• [DIRECTION] Each record below should be output verbatim, without pictures.

• [RECORDED DATA]
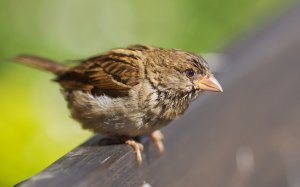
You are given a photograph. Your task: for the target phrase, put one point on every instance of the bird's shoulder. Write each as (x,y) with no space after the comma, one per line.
(112,73)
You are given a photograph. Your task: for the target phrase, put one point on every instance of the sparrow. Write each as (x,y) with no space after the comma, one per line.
(129,92)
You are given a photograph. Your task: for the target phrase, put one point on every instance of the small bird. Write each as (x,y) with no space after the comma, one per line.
(129,92)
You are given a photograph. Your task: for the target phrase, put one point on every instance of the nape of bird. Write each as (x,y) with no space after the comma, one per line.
(129,92)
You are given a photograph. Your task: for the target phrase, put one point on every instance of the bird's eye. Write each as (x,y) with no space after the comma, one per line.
(190,72)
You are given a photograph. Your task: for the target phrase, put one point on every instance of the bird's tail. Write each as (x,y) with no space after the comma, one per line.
(42,63)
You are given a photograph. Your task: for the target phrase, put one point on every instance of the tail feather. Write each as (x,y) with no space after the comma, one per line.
(42,63)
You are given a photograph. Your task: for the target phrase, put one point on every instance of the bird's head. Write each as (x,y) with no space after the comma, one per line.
(180,72)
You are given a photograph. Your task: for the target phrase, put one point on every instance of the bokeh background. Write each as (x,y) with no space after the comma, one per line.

• [COMPLETE ANSWER]
You are given a photograph. Your task: for the target phrase, put one point on every instance of the bird's shoulder. Write each as (x,y) with no space after the comma, one per line.
(112,73)
You are given a photograph. Your task: for the target phrase, put one point on every instance of the sparrow. Write each as (x,y) with no space after the comma, one per line.
(129,92)
You are given a photograph. Your task: for the target phrase, put one point on every instance of the small bird. Write each as (x,y) with no space after the comma, one per line.
(129,92)
You are given a photograph. Your task: for the target phrase, put one point on every instance of the nape of bird. Write each as (x,y) with no space after the comma, one per line.
(129,92)
You are given a photograph. Your task: for the target phrase, put one point on every instance of the bird's eye. Write each as (x,y) with no space after the comma, one per line.
(190,72)
You are given a photograph. Your task: for the target phrase, put one point on every instance of the bird's tail. Write each as (x,y) with no space after the comma, one per line.
(42,63)
You are given a photograph. Your task: for the target phrase, put one point on every instance of the tail feather. Write each as (x,y) with no space after the comma, one per line.
(42,63)
You are given a photograph. Your task: for the target phrase, put one point on every instance of the bird's head. Write each as (x,y) with no space after the comma, one per line.
(180,72)
You are given a photograph. Your task: for the target phrase, put one point on every instance of the bokeh background. Write each as (x,y) with no space after the comma, one per line.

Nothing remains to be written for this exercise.